▶ [Passage provided]:
# Cheeseburger



## lo2 (Sep 11, 2006)

Hey I am going to make Cheese burger tomorow, but I do have a question for you. Hence I am writing.

I would like to melt my cheese so it is all soft, but in order to do so should I then put the slice of cheese on the steak or should I just put it in the burger when building my burger?

I am rahter short of time so a quick reply would be appreciated.


----------



## VeraBlue (Sep 11, 2006)

lo2 said:
			
		

> Hey I am going to make Cheese burger tomorow, but I do have a question for you. Hence I am writing.
> 
> I would like to melt my cheese so it is all soft, but in order to do so should I then put the slice of cheese on the steak or should I just put it in the burger when building my burger?
> 
> I am rahter short of time so a quick reply would be appreciated.



After you flip the meat, add the cheese.

Was this fast enough?


----------



## lo2 (Sep 11, 2006)

Yeah so when I have fried one side and flip it to fry the other side I should put the cheese on the side which has already been fried? Correct?


----------



## pdswife (Sep 11, 2006)

you could also "stuff" your burger with the cheese.  That's what I do.


----------



## goboenomo (Sep 11, 2006)

I don't even want to know what that would do to your BBQ if you put it on the raw burger


----------



## VeraBlue (Sep 11, 2006)

lo2 said:
			
		

> Yeah so when I have fried one side and flip it to fry the other side I should put the cheese on the side which has already been fried? Correct?



um....yup.


----------



## Half Baked (Sep 11, 2006)

Correctamundo. 

Correct was too small of a message...lol


----------



## BigDog (Sep 11, 2006)

▶ [Aim of the task]:
Continue the forum thread on melting cheese for a cheeseburger from the point where it stops. The entries have nothing to do with the cheeseburger thread.

▶ [Stored rows]:
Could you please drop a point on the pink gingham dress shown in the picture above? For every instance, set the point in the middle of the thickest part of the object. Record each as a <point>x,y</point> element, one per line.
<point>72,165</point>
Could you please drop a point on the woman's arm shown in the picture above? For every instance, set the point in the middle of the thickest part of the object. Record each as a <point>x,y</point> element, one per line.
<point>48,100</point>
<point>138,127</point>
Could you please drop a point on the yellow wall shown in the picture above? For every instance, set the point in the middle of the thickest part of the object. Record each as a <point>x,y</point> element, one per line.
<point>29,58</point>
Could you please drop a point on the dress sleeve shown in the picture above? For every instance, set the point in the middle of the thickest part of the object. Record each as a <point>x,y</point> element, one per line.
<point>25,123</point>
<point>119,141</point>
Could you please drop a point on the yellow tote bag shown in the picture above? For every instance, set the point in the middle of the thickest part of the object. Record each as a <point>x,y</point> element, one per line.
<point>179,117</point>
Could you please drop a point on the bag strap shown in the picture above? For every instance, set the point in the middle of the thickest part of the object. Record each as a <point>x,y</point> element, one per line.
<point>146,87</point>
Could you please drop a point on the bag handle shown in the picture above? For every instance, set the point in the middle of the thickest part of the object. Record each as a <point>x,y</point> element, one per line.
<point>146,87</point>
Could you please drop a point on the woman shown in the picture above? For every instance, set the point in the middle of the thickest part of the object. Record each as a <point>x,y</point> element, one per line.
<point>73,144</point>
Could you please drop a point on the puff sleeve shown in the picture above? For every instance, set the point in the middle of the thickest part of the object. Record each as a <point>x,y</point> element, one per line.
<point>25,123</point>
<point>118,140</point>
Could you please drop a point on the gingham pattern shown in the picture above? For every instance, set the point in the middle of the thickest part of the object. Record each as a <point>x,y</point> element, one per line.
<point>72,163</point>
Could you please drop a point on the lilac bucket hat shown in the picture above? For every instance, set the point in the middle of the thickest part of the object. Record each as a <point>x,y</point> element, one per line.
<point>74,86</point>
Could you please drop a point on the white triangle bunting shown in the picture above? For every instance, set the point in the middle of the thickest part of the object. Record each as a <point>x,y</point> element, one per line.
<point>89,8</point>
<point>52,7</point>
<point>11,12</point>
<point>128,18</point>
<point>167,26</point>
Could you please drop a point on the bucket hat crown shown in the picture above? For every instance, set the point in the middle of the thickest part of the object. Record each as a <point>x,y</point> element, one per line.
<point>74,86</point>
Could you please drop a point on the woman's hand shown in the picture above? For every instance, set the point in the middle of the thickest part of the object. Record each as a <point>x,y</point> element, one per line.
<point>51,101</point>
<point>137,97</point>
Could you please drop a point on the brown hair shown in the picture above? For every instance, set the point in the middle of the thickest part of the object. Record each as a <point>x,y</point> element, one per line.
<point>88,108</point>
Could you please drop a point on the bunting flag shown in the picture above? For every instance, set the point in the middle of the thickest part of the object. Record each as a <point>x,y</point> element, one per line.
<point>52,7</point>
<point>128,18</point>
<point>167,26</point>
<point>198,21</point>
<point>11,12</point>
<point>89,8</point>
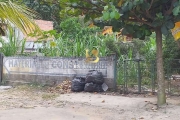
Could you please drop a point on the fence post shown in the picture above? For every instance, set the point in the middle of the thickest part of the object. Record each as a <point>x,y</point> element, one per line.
<point>1,67</point>
<point>139,77</point>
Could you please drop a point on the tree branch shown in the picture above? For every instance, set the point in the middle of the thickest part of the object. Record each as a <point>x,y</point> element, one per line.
<point>147,11</point>
<point>168,12</point>
<point>140,20</point>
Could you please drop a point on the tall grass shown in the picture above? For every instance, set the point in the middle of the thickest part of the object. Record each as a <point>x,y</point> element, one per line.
<point>13,46</point>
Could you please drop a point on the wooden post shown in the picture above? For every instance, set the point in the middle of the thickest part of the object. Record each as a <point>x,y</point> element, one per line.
<point>1,67</point>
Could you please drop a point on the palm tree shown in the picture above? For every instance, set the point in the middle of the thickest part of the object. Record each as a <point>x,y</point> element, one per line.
<point>19,16</point>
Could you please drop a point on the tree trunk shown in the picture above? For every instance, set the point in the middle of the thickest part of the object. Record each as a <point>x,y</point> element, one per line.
<point>161,96</point>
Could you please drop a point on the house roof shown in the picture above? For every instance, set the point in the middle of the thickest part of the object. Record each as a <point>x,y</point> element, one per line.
<point>43,25</point>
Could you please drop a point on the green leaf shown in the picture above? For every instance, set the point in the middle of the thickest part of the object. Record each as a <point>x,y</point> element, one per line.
<point>170,24</point>
<point>164,30</point>
<point>176,11</point>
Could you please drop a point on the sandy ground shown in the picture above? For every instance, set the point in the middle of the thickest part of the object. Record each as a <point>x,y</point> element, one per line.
<point>24,103</point>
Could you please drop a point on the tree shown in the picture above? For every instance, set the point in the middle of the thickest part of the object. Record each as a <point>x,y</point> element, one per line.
<point>12,14</point>
<point>138,18</point>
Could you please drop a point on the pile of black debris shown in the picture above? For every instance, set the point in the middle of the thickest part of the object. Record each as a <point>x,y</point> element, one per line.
<point>92,82</point>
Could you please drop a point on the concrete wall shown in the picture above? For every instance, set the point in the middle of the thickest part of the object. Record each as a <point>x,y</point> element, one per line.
<point>53,71</point>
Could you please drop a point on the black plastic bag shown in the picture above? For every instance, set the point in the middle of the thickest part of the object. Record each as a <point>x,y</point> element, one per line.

▶ [Reply]:
pdswife said:
			
		

> you could also "stuff" your burger with the cheese. That's what I do.


 
Yeah, baby! This is where it is at!

I went to a restaurant when I was on duty with some cops (cops know all of the best places to eat) and this place has a burger called the Juicy Lucy. It's a 1/2 pound burger stuffed with your chouce of cheddar, American or swiss. T'was to die for, with some onion, pickle, and bbq sauce/ketchup.


----------



## cjs (Sep 12, 2006)

"so when I have fried one side and flip it to fry the other side I should put the cheese on the side which has already been fried? "

well, I have to disagree a little - unless your patties are about 1/8" thick. Don't add the cheese as soon as you flip the pattie, add it just before the meat is done to your liking. Maybe put the lid down (or add a lid to your pan) for a minute to melt the cheese and you're ready.


----------



## GB (Sep 12, 2006)

I agree with cjs. The cheese does not take very long to melt. I would put it on a minute or two before your burger is done. A lid will help as well.


----------



## Constance (Sep 12, 2006)

If I'm frying my burgers, I take them out of the skillet when they are done and set them on paper towels to drain. That's when I add the cheese, and then cover with the skillet lid. The heat in the burgers is enough to melt the cheese without it liquifying and running off the burger.
I like to use sliced Velveeta, but the method works well with slices of American cheese, too.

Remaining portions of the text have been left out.